## [Exercise aim]
Render every line of the data below as a numbered list, skipping blank lines and leaving out the pictures.

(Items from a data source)

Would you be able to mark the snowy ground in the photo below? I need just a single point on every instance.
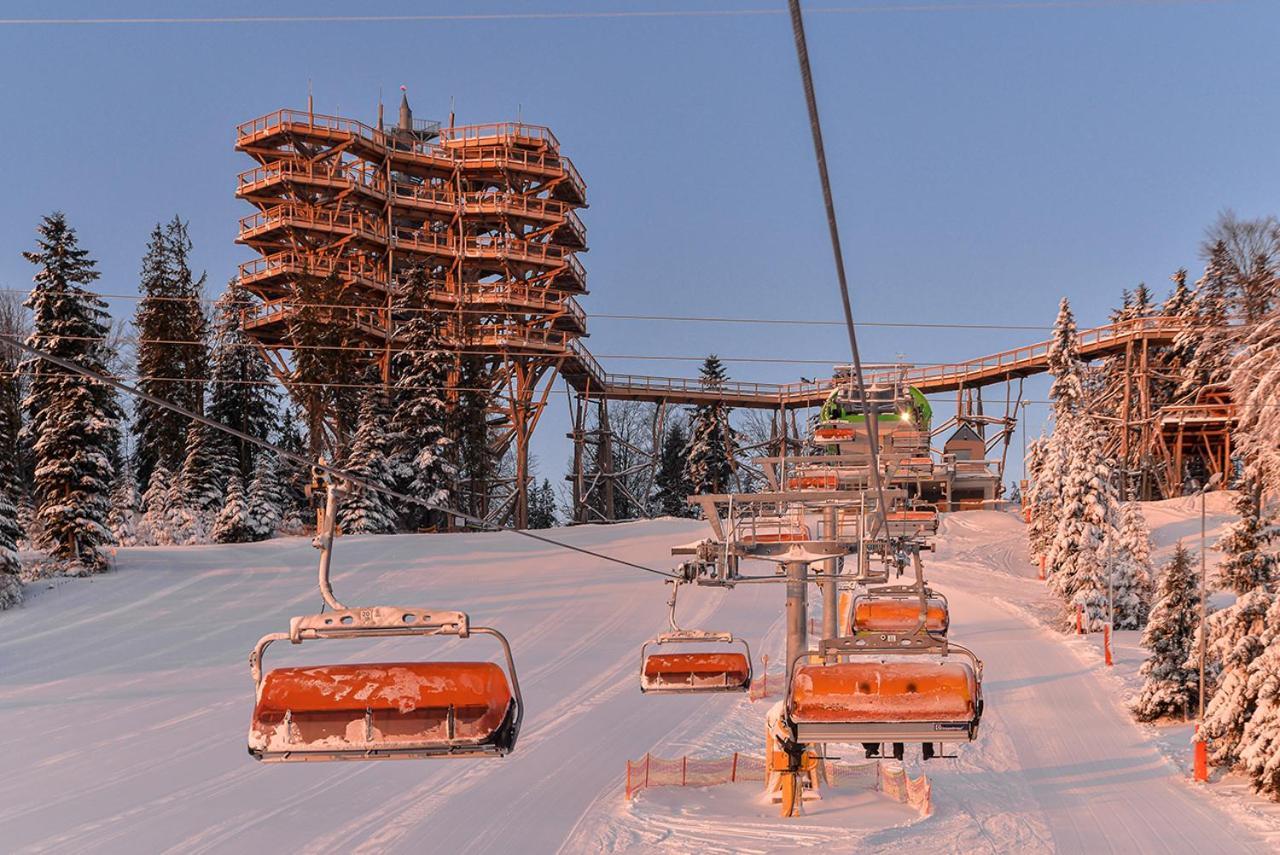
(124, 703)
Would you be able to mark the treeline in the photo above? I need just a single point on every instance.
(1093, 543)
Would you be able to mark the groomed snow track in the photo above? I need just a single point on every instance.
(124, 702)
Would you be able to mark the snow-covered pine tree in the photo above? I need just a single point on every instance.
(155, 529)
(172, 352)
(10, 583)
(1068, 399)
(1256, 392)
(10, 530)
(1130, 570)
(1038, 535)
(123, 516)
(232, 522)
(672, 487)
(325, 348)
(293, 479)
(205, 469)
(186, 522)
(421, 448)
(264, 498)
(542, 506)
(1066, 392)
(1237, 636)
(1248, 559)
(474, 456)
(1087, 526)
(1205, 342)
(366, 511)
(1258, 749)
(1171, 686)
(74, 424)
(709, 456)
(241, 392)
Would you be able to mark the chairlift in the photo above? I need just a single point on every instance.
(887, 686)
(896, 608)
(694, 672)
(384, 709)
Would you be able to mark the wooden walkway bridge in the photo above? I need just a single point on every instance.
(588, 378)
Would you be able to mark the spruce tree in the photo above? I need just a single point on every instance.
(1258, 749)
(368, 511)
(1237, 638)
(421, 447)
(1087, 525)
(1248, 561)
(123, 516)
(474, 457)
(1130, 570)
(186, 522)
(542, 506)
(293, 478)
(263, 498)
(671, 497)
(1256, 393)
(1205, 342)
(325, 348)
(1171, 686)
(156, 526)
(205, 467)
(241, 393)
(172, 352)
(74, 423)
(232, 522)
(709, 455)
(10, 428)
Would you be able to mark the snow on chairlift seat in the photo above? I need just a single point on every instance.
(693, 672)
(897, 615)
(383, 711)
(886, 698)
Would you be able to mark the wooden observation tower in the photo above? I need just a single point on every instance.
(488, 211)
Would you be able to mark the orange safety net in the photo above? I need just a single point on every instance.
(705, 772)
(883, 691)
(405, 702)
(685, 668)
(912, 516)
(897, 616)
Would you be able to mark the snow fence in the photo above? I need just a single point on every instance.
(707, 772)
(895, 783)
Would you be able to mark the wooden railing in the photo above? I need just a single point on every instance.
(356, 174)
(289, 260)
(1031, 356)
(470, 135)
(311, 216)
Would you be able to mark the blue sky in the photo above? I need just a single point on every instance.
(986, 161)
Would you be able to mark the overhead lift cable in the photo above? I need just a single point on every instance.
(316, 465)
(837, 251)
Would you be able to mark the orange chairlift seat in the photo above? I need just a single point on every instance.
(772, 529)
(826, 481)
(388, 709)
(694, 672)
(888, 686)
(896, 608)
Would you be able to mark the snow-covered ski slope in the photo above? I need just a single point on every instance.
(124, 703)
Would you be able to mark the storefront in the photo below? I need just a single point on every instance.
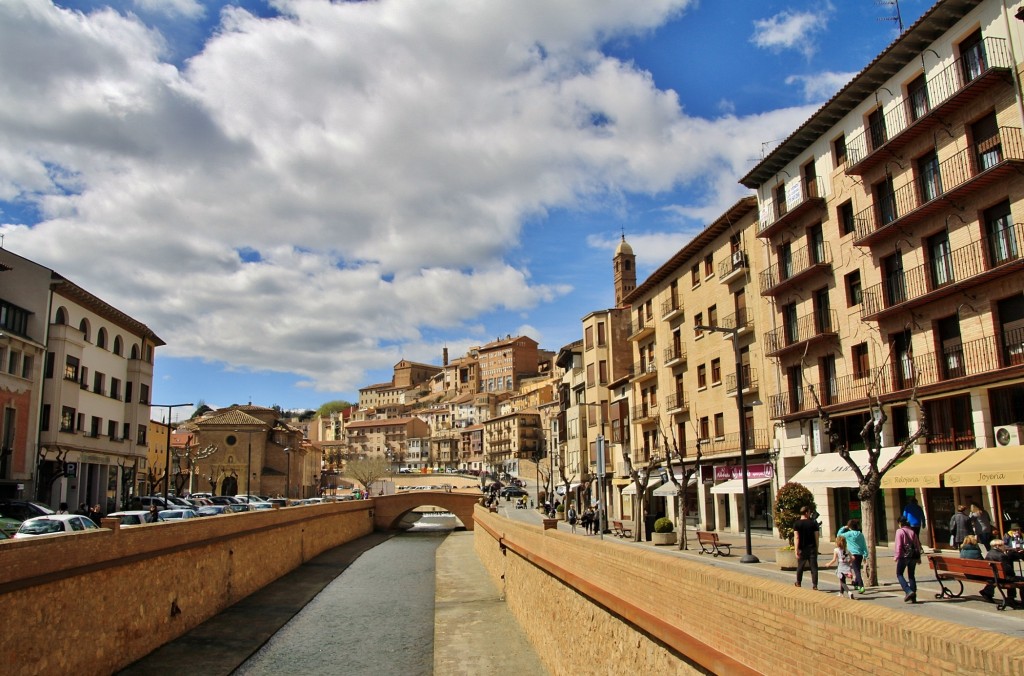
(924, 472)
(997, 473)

## [Answer]
1. Would you be able to mark the snowy ground in the photo below? I need just a single point on every instance.
2. (124, 703)
3. Would you be able to mark the treeline in the photo above? I need just a single point on every instance.
4. (1093, 543)
5. Would you be able to mark the groomed snow track in the photo above? I need just a single point on every instance.
6. (124, 702)
7. Would you be able to mark the snow-covered pine tree in the photo above? I need just a single point on every instance.
8. (155, 529)
9. (172, 352)
10. (10, 583)
11. (1068, 399)
12. (1256, 392)
13. (10, 530)
14. (1130, 570)
15. (1038, 535)
16. (123, 516)
17. (232, 522)
18. (672, 487)
19. (325, 348)
20. (293, 479)
21. (205, 469)
22. (186, 522)
23. (421, 448)
24. (264, 498)
25. (542, 506)
26. (1066, 392)
27. (1237, 636)
28. (1248, 559)
29. (474, 456)
30. (1087, 526)
31. (1205, 342)
32. (366, 511)
33. (1258, 749)
34. (1171, 686)
35. (74, 424)
36. (709, 456)
37. (241, 392)
38. Would you be able to mark the chairlift in the photo above? I need just a single point on every instance.
39. (887, 686)
40. (896, 608)
41. (694, 672)
42. (384, 709)
43. Would you be able to mark the wooden walkway bridge in the photo above? I need just a single point on every instance.
44. (588, 378)
45. Would you be able to mark the spruce tree in the photo above? I need just a single point on every instance.
46. (1258, 749)
47. (368, 511)
48. (1237, 638)
49. (421, 447)
50. (1087, 525)
51. (1248, 561)
52. (123, 516)
53. (474, 457)
54. (1130, 570)
55. (186, 522)
56. (542, 506)
57. (293, 478)
58. (263, 498)
59. (671, 497)
60. (1256, 393)
61. (1205, 342)
62. (325, 348)
63. (1171, 686)
64. (156, 526)
65. (205, 467)
66. (241, 393)
67. (172, 352)
68. (74, 423)
69. (232, 522)
70. (709, 455)
71. (10, 428)
72. Would you be able to mark the snow on chairlift seat in the photo above? I need just a single point on every instance.
73. (693, 672)
74. (897, 615)
75. (383, 711)
76. (886, 698)
77. Would you be able to mark the wooden observation tower in the photo above? I need just a single point on every instance.
78. (488, 211)
79. Would you be able to mark the orange safety net in the photo above? I need just a single point on every instance.
80. (705, 772)
81. (883, 691)
82. (405, 702)
83. (685, 668)
84. (912, 516)
85. (897, 616)
86. Would you be able to mark the snow fence in the photo above? I need just a single point on every instance.
87. (707, 772)
88. (895, 783)
89. Would you be able to mark the wooden railing in the photo above? I need just a single point on every instance.
90. (356, 174)
91. (289, 260)
92. (1031, 356)
93. (470, 135)
94. (311, 216)
95. Would you be able to mark the blue sky in the photo above? I need just a single point on every instance.
96. (986, 161)
97. Would you be able to mark the overhead lift cable in the photo above? I need just a single point on every instance.
98. (316, 465)
99. (837, 251)
100. Would you be able to mark the orange chairlift seat in the photo above? I need just a single point on every instance.
101. (772, 529)
102. (826, 481)
103. (388, 709)
104. (694, 672)
105. (888, 686)
106. (896, 608)
107. Would you be able to mark the snow-covered ski slope in the photo above? I need just a single point on every instance.
108. (124, 703)
109. Would you be able to mark the storefront in the photo below? I need just a single point on every instance.
110. (924, 472)
111. (997, 473)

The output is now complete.